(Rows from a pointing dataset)
++++++++++++++++++++

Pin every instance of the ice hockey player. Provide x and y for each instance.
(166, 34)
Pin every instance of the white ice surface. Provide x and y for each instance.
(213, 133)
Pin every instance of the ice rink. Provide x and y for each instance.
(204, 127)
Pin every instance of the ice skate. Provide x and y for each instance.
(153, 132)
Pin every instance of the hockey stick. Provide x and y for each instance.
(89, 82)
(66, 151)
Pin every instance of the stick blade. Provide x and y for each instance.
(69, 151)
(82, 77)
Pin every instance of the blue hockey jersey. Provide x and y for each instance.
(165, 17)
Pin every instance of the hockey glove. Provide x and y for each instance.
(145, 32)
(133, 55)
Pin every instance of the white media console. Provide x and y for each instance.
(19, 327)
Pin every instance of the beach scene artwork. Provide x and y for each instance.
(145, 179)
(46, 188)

++++++++++++++++++++

> [Instructions to follow] Extract the lines of the listing word for word, starting at the line that contains "Pin every instance of the ice rink." and ending at the listing's final line.

> [Exercise result]
Pin every instance of the ice rink. Provide x and y for each instance.
(204, 127)
Pin every instance of the ice skate. Provide x and y for each instance.
(153, 132)
Pin every instance of the hockey stick. Provide x and y for each instance.
(89, 82)
(66, 151)
Pin every instance of the stick blade. Provide x and y for each instance.
(69, 151)
(82, 77)
Pin every instance of the blue hockey jersey. Provide x and y for each instance.
(165, 17)
Pin every instance of the hockey glove. Provide x and y for each instance.
(145, 32)
(133, 55)
Pin every instance of the white media console. Provide x and y for each instance.
(19, 327)
Pin every instance of the beach scene artwork. Provide x and y for each instance.
(145, 179)
(46, 188)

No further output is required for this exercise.